- _Passage for review_
=======
The defense’s star witness in the Aurora theater shooting trial came under withering cross examination Wednesday as District Attorney George Brauchler detailed various inaccuracies in her written report about James Holmes.
Dr. Raquel Gur found Holmes was insane at the time of the attack. If the jurors believe Gur’s assessment, they could find Holmes not guilty by reason of insanity in the shooting deaths of 12 people att the theater three years ago.
Two court-appointed experts previously testified that Holmes was legally sane at the time of the shooting.
At one point, Brauchler highlighted two separate quotes from Holmes that Gur accidentally merged into one.
"Are there other places in your report that you can think of, where you took that kind of editorial liberty, and combined answers into one quote to express what you thought was the gist of what he was saying?" Brauchler asked her.
After the judge in the case overruled a defense objection, Gur replied: "I can’t recall things like that."
The defense hired Gur for this case. She interviewed Holmes for 28 hours, more than any other psychiatric witness. An expert in schizophrenia, she told the jury she saw many of the classic symptoms of the disease in him, including his flat affect -- that he didn’t display any emotion. She pointed to Holmes' family history of schizophrenia and that he would freeze in social situations. She even examined scans of his brain -- which she said showed indications of the condition.
Holmes' defense team needs to convince the jury that he was legally insane at the time of the theater attack, not just afterward. Gur said Holmes probably had his first psychotic break about six months before the shooting. She said he became driven by the delusion that he had to kill.
=======
- _Extracted records_
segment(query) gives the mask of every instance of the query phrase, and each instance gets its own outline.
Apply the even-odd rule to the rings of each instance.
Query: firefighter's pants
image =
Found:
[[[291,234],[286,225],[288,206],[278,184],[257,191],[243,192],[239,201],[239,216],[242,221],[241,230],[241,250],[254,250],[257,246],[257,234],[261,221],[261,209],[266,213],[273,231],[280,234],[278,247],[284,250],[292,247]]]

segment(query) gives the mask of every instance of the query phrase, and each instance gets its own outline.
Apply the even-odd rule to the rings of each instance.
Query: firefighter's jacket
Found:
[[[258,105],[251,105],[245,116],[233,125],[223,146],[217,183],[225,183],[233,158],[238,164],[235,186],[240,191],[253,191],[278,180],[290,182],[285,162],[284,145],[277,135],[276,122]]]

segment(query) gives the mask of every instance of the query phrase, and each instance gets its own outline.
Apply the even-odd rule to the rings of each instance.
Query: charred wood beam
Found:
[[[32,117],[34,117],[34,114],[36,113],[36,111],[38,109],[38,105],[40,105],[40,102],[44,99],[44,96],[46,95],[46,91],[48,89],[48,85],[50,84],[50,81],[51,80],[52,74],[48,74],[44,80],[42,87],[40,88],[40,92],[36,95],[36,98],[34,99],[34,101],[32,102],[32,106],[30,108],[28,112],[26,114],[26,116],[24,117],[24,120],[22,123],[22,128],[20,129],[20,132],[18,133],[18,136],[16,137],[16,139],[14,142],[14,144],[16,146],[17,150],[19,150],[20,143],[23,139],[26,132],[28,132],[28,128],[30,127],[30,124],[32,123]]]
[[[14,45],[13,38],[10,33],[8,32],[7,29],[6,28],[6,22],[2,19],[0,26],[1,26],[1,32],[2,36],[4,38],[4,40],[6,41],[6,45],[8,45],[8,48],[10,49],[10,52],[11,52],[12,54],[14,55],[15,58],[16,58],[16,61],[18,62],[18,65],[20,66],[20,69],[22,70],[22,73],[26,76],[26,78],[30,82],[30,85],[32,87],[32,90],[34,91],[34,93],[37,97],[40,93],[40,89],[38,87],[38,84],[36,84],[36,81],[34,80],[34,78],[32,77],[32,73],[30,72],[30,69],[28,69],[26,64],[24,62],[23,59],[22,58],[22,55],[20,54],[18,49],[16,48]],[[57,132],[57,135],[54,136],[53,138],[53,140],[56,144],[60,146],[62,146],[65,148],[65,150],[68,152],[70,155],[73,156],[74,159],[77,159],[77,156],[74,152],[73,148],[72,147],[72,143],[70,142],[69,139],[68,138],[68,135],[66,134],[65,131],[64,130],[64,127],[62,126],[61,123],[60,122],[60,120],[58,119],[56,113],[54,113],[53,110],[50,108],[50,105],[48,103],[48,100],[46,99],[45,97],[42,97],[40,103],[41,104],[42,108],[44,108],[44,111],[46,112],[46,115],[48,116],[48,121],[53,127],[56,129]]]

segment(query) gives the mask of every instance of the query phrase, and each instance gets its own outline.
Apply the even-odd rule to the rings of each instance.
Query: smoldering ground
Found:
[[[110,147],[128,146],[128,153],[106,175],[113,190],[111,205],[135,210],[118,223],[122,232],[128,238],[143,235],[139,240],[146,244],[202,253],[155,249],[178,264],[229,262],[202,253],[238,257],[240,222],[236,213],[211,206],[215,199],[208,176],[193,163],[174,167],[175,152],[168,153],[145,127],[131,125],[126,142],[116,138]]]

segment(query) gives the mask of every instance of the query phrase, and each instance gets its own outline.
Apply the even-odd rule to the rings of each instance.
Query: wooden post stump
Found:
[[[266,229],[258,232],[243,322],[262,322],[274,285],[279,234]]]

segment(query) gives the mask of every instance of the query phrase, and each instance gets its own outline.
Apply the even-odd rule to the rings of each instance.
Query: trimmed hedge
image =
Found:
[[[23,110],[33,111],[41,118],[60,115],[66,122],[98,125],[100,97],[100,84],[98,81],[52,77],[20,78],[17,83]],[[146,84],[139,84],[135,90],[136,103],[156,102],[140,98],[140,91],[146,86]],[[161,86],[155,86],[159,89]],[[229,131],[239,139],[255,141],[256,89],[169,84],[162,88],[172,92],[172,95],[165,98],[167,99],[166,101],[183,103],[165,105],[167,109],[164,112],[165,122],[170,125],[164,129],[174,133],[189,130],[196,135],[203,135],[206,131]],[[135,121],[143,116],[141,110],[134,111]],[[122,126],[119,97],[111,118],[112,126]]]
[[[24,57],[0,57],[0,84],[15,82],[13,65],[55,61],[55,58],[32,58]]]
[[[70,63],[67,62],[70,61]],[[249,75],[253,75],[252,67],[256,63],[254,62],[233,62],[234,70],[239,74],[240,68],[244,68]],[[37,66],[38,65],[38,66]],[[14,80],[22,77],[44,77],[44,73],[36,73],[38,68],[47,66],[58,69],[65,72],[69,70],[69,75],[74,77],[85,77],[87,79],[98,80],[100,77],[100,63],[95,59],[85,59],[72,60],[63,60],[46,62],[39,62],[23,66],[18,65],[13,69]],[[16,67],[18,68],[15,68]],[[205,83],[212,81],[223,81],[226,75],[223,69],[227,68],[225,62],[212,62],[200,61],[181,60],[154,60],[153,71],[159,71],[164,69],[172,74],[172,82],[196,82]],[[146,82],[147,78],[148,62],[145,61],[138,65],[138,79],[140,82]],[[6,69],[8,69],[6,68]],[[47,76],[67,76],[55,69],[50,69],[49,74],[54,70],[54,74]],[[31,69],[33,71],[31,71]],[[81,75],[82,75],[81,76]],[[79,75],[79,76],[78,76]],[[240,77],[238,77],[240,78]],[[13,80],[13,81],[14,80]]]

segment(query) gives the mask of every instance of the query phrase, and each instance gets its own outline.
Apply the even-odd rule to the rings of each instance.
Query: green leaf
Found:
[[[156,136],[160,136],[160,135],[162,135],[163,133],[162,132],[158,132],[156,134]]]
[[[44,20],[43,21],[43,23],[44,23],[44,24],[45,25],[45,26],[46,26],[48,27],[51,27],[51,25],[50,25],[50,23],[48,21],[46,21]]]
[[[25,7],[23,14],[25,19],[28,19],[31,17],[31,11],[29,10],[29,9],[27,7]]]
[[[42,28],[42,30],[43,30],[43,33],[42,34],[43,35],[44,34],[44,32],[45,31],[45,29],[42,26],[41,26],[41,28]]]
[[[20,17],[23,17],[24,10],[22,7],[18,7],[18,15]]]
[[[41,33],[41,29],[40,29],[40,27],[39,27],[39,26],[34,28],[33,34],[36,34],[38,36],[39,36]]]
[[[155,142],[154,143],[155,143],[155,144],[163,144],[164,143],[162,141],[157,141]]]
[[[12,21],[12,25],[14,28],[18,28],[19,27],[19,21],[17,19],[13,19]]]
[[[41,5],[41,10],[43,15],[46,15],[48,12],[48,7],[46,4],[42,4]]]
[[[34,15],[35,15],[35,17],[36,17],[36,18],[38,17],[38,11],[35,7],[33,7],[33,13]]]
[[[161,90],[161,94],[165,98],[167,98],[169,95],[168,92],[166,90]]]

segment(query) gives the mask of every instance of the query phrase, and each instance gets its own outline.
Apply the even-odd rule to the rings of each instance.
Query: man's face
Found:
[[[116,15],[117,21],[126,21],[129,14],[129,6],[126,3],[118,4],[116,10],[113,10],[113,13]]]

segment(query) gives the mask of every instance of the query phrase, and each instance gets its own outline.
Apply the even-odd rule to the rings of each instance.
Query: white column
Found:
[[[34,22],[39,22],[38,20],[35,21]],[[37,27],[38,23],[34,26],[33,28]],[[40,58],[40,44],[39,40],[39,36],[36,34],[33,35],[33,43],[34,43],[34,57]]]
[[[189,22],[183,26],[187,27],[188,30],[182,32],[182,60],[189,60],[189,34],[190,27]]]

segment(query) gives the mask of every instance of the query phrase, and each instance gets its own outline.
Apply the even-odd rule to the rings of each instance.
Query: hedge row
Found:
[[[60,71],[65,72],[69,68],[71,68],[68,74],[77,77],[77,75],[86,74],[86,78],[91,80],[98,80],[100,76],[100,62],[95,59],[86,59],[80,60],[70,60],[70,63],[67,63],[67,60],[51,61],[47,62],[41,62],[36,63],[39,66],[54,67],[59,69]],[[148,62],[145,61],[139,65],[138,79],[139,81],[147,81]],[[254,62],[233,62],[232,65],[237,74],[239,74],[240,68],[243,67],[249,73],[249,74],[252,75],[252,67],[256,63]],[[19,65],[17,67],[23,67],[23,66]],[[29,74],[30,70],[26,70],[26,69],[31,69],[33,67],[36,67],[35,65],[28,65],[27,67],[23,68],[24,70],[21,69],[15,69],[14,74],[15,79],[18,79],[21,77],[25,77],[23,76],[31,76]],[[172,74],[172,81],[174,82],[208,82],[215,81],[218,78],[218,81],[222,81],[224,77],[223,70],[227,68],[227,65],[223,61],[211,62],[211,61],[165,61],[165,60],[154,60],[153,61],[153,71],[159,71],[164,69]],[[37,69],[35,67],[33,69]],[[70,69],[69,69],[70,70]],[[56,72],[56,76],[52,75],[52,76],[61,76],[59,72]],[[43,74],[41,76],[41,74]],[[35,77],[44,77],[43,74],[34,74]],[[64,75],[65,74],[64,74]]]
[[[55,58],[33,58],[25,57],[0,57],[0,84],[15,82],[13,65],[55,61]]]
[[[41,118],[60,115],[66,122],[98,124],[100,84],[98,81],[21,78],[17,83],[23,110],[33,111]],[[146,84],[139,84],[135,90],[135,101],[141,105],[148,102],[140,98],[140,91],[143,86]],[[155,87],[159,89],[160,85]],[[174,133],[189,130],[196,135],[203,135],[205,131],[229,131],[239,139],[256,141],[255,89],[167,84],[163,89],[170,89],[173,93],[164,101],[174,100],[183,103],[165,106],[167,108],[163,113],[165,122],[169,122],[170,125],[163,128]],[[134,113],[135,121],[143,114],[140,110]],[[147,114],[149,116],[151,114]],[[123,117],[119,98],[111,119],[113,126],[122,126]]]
=======
- _Work order_
In the article on the Aurora theater shooting trial, what signs of schizophrenia in Holmes did Gur point to? List each one. The records have no connection to the article on the Aurora theater shooting trial.

- _Exercise output_
- His flat affect: he didn't display any emotion
- His family history of schizophrenia
- His freezing in social situations
- Scans of his brain, which she said showed indications of the condition